* [Aim of the task] Copy out the material below word for word, keeping every line and character unchanged.

▶

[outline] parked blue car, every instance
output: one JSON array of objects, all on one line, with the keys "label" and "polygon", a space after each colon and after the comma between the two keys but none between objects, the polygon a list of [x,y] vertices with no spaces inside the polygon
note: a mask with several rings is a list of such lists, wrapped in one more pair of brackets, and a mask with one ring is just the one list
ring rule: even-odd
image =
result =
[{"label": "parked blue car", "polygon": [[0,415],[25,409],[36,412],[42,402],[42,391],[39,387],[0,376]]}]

◀

* [Answer]
[outline] parked blue car, every instance
output: one JSON array of objects, all on one line, with the keys "label" and "polygon", a space after each colon and after the comma between the two keys but none between objects, the polygon a list of [x,y] vertices with no spaces inside the polygon
note: a mask with several rings is a list of such lists, wrapped in one more pair of brackets, and a mask with one ring is just the one list
ring rule: even-odd
image =
result =
[{"label": "parked blue car", "polygon": [[0,415],[25,409],[36,412],[42,402],[42,391],[39,387],[0,376]]}]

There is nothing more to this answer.